Challenge
Please report each line in the records below that contains the word "wooden".
++++ Stored rows ++++
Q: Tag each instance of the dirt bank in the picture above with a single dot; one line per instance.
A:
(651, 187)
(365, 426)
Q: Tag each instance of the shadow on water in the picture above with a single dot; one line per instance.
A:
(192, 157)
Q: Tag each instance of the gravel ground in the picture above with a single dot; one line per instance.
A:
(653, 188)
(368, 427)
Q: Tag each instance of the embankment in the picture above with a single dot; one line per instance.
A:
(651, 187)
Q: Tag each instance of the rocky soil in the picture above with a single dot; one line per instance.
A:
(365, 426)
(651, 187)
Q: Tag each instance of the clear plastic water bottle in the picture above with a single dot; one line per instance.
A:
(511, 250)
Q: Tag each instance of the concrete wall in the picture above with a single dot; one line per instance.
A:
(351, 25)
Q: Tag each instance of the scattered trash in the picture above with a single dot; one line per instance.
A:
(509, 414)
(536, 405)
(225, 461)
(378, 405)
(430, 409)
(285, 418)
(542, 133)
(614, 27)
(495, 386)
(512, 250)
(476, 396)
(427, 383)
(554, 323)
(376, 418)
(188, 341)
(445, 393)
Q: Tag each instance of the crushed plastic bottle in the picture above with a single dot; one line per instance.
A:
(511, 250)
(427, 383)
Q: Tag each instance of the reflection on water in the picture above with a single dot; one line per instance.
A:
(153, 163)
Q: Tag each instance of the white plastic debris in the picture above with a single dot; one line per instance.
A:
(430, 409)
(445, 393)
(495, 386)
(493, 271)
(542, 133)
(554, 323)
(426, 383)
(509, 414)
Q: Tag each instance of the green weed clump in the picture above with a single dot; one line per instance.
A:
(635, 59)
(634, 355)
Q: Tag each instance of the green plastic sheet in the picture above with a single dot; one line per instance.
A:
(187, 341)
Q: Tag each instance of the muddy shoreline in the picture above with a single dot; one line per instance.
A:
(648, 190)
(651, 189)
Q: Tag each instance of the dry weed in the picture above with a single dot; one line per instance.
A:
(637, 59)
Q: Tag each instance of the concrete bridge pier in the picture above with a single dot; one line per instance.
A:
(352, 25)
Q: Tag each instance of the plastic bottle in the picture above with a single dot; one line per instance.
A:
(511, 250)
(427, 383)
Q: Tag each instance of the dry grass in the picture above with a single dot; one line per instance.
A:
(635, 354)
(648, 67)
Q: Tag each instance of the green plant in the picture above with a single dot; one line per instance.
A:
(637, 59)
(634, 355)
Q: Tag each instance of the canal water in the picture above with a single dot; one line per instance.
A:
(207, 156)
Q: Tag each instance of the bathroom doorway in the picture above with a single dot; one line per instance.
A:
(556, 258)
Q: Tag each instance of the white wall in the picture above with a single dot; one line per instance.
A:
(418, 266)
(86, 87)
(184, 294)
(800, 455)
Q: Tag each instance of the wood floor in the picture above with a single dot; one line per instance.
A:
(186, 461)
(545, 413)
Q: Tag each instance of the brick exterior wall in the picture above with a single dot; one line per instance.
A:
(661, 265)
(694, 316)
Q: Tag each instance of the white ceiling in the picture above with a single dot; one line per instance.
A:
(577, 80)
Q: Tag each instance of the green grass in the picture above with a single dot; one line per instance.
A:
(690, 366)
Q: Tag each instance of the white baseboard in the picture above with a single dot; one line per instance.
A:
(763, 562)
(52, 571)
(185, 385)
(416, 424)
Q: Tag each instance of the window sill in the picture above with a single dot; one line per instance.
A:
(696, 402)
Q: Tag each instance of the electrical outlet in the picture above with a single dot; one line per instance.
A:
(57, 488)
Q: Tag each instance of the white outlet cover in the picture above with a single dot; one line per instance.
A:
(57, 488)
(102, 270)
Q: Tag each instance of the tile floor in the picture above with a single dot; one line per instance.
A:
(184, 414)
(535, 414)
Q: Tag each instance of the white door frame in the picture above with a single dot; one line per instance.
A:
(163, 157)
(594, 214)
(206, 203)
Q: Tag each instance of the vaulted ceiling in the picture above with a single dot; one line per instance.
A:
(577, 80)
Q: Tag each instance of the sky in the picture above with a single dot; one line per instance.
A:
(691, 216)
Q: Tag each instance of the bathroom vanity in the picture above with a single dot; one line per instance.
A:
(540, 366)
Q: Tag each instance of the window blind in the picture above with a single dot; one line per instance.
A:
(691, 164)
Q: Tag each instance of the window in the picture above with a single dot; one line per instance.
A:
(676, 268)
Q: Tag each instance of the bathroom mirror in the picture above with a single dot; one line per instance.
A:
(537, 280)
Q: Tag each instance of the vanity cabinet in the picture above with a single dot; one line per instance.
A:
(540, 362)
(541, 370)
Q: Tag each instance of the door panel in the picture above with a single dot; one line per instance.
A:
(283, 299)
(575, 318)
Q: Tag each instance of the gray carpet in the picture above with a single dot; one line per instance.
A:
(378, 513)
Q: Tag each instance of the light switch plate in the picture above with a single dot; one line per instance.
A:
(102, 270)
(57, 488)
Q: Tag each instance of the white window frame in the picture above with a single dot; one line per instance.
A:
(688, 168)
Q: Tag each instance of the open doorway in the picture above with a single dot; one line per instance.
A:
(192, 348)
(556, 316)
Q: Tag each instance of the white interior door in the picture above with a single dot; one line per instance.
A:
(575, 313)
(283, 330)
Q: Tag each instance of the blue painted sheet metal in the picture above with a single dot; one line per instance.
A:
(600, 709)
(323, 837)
++++
++++ Stored rows ++++
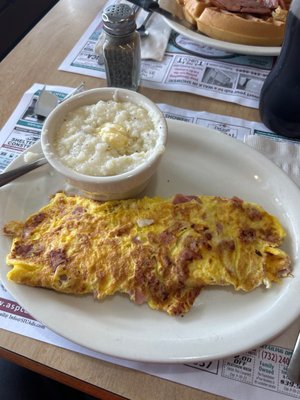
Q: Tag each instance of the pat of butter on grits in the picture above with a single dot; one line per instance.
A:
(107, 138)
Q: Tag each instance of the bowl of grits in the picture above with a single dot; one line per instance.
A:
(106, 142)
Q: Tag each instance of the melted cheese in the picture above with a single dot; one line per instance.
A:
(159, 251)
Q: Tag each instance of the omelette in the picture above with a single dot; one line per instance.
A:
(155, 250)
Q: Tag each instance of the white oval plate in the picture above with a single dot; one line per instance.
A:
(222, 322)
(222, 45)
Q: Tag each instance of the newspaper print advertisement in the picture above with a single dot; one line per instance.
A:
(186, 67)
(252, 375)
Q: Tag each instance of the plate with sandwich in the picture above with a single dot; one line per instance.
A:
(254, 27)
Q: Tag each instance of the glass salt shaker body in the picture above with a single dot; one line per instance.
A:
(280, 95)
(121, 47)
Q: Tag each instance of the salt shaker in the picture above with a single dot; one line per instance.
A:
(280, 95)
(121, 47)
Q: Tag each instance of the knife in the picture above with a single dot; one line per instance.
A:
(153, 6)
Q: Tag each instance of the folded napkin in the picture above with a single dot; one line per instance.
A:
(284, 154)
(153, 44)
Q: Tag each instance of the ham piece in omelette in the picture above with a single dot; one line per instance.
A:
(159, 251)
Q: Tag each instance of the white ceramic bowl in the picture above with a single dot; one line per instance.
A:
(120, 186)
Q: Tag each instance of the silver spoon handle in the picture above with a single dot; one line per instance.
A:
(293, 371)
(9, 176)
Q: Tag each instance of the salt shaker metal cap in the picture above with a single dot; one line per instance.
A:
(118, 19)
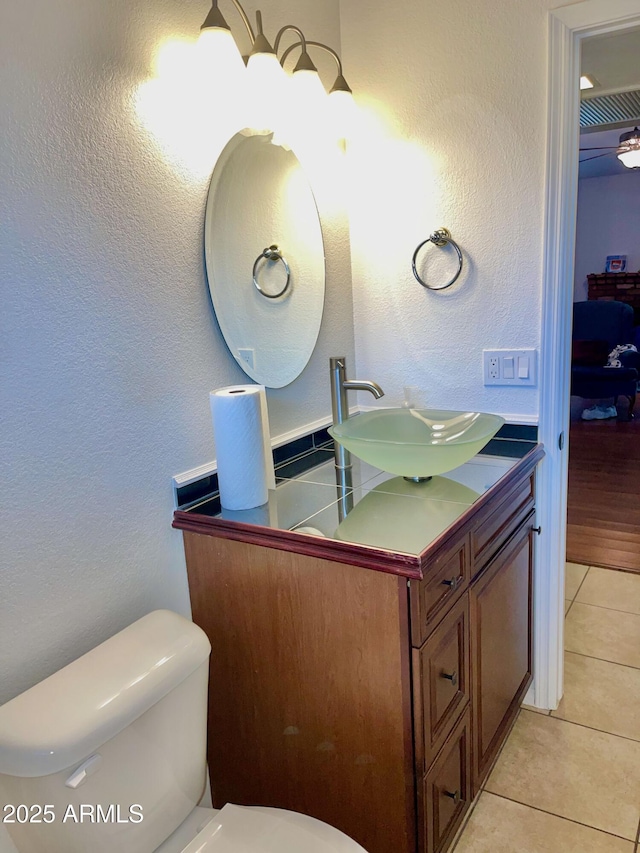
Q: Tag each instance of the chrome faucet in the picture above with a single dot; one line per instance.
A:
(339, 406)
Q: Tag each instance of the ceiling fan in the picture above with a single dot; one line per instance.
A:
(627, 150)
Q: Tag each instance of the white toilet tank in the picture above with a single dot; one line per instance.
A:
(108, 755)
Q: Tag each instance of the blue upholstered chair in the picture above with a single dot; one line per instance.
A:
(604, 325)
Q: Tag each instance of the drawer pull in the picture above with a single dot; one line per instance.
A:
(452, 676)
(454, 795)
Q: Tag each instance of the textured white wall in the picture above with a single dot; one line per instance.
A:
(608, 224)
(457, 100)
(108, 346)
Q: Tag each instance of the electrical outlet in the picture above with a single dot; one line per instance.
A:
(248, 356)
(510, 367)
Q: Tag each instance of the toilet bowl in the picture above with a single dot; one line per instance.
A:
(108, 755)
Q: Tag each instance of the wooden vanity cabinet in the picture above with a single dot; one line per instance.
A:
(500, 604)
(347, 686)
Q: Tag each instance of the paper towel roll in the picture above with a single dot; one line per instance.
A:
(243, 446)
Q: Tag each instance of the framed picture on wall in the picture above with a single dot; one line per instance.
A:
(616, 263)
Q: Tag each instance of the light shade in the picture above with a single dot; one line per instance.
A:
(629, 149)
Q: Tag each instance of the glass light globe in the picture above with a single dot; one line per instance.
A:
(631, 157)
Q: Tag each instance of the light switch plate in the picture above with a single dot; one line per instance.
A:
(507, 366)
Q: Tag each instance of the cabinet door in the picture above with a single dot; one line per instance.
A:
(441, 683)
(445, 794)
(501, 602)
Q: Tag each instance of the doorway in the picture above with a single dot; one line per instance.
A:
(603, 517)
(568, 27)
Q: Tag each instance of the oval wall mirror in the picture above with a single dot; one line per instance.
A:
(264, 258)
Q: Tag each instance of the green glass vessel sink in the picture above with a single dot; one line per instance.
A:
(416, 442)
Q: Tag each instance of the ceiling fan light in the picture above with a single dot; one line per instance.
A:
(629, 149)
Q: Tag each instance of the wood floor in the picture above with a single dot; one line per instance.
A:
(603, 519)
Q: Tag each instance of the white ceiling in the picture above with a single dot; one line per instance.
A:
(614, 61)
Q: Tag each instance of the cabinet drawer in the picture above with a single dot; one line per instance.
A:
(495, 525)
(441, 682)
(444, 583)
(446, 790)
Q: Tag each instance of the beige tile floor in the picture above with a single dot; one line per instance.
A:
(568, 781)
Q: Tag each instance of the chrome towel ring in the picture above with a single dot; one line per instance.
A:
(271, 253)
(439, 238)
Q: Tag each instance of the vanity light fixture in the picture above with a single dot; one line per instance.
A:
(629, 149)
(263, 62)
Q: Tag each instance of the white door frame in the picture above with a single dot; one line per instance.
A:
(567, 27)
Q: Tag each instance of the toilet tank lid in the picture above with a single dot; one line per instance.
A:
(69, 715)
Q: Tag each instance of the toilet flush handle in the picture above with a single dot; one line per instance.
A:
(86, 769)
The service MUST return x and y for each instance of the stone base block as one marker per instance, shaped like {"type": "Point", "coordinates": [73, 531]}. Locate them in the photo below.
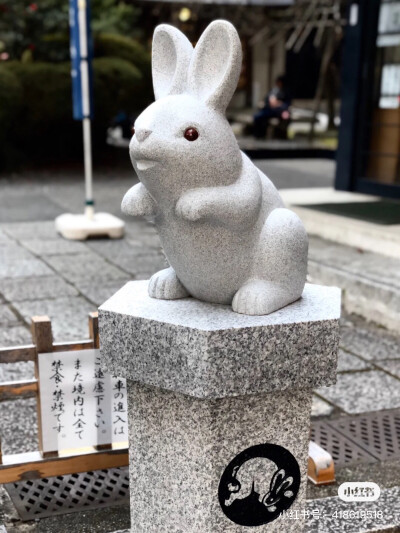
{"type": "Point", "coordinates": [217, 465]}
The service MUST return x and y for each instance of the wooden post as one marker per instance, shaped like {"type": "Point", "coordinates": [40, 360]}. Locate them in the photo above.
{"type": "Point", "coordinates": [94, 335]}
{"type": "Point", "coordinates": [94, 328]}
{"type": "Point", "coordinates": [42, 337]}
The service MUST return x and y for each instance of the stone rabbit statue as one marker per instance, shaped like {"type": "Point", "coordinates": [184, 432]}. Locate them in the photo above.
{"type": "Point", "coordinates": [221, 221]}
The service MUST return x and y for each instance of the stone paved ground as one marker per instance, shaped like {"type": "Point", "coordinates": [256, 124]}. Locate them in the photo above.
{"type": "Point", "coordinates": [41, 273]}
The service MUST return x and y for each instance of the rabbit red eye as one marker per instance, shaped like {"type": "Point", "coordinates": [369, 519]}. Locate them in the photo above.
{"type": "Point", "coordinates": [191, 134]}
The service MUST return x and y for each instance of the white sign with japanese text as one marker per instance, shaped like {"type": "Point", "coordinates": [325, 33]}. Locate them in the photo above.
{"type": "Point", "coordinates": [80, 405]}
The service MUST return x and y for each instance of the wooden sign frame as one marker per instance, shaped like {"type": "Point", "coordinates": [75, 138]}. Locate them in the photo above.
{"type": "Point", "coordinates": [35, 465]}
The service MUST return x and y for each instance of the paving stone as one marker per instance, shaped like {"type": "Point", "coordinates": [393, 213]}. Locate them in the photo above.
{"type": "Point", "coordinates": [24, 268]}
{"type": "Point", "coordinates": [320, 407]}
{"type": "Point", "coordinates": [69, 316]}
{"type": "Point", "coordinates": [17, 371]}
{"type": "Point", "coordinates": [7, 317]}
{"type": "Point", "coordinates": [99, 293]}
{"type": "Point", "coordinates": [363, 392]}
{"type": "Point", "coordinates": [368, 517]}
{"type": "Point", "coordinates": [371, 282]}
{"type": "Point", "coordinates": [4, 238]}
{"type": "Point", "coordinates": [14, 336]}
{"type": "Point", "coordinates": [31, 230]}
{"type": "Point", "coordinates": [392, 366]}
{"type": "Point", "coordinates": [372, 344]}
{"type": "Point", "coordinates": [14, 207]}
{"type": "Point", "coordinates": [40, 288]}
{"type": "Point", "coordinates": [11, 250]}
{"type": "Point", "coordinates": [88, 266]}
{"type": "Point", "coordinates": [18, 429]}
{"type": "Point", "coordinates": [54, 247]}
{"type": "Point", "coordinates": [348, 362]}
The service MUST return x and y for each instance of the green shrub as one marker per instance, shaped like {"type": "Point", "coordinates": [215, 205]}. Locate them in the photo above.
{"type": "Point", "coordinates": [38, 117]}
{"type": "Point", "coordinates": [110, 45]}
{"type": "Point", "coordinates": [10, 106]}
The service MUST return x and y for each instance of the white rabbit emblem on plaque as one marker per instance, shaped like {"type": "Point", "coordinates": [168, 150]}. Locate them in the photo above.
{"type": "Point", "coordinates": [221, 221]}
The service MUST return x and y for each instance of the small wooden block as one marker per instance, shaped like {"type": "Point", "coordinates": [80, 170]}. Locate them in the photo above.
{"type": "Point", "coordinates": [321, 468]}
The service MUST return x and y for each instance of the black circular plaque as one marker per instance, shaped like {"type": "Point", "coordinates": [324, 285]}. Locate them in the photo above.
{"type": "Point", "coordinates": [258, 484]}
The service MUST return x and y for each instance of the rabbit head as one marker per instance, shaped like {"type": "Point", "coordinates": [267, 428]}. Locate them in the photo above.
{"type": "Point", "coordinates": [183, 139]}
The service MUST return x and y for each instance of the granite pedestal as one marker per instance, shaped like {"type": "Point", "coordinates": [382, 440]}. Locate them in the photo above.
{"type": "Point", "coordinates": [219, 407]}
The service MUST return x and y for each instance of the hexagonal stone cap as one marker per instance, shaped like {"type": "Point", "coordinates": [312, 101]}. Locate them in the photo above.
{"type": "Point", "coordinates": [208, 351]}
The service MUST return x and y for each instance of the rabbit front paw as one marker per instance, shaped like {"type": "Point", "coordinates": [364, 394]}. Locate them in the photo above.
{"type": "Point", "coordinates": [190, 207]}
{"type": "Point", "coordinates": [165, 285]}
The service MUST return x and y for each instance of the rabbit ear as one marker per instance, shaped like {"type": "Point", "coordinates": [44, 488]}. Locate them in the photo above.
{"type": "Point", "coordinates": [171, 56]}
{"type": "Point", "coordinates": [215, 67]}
++++
++++ Stored rows ++++
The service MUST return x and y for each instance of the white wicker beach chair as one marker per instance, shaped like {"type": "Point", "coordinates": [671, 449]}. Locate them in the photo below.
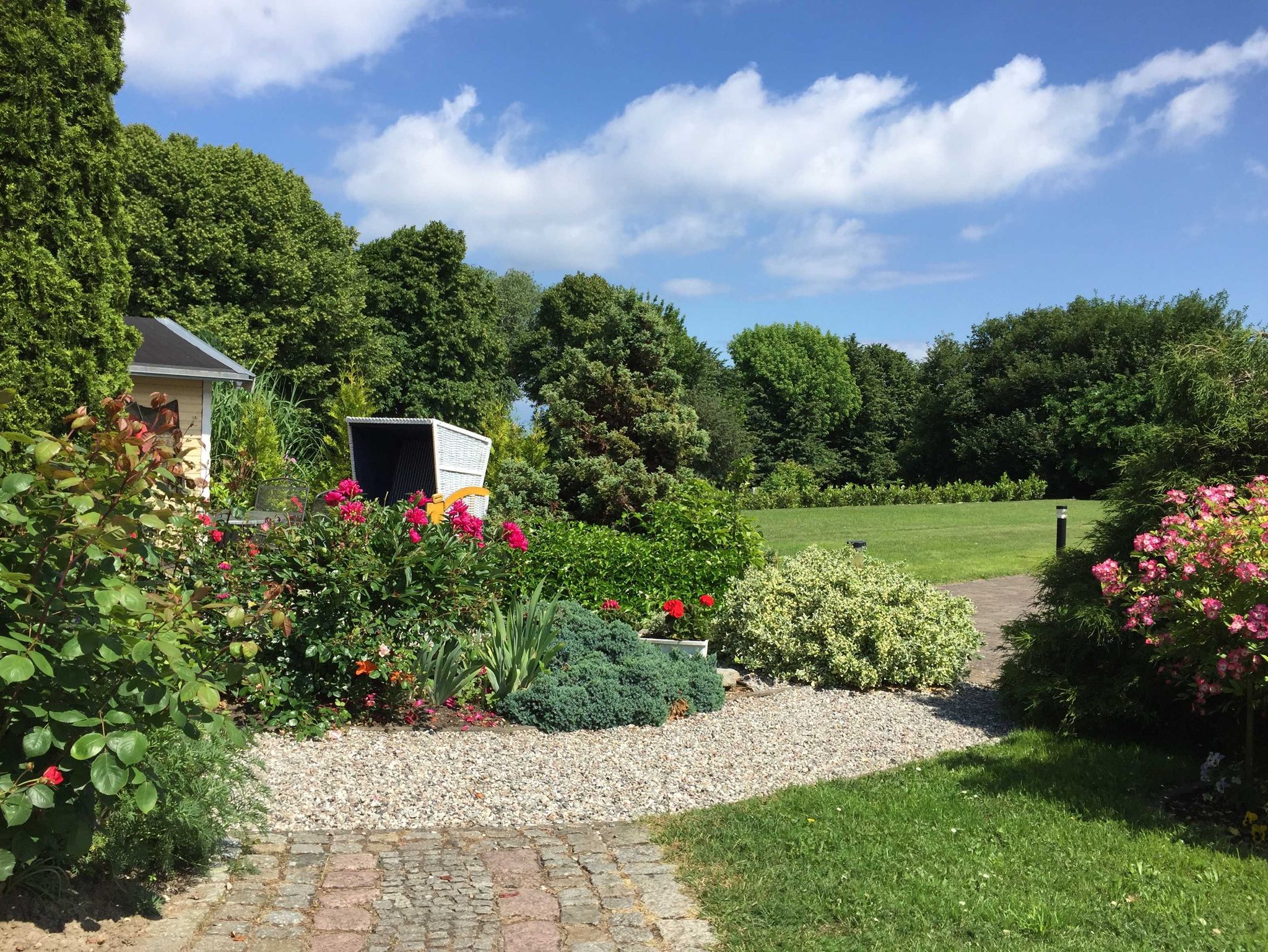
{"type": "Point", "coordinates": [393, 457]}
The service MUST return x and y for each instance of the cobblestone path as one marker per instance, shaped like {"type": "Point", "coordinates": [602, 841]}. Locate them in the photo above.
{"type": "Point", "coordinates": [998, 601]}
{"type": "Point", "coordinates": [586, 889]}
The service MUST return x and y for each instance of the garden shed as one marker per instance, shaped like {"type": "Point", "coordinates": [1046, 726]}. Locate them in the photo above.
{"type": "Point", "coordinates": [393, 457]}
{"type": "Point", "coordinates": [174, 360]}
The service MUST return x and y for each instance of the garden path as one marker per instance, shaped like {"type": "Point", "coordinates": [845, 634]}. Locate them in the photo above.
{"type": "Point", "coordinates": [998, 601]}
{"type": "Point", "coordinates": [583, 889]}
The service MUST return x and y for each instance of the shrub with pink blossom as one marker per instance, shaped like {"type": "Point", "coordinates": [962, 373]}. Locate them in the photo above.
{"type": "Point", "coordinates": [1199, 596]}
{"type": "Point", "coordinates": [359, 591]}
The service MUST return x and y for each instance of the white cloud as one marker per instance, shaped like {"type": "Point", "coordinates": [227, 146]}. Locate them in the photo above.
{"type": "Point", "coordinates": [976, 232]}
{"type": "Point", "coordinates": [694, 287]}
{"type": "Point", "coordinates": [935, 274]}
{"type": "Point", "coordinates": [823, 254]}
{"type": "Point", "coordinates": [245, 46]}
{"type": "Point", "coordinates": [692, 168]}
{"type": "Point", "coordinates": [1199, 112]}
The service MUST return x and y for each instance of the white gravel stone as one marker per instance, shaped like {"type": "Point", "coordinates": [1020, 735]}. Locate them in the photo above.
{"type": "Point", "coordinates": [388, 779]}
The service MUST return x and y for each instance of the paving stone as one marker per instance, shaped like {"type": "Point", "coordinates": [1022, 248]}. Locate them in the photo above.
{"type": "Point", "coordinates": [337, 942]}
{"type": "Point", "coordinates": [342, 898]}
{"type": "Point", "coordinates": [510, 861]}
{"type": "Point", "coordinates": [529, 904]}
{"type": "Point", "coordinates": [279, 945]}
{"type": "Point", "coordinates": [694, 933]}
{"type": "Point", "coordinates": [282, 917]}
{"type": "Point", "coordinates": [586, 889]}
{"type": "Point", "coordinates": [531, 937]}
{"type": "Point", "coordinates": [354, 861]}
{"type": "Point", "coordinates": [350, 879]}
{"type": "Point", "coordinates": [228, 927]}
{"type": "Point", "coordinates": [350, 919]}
++++
Reply
Q: Tag each instance of the wooden vanity cabinet in the picture above with a single dot; one line per instance.
The service MUST return x and y for each instance of the wooden post as one marker per instance, shaped like {"type": "Point", "coordinates": [40, 360]}. Locate them in the photo above.
The service MUST return x and y for each instance of the wooden sign frame as one marker per instance, shaped like {"type": "Point", "coordinates": [75, 138]}. Locate them in the photo above.
The service MUST return x and y for each instance of the small wooden block as one marker per instance, shaped like {"type": "Point", "coordinates": [80, 170]}. Locate them in the photo above.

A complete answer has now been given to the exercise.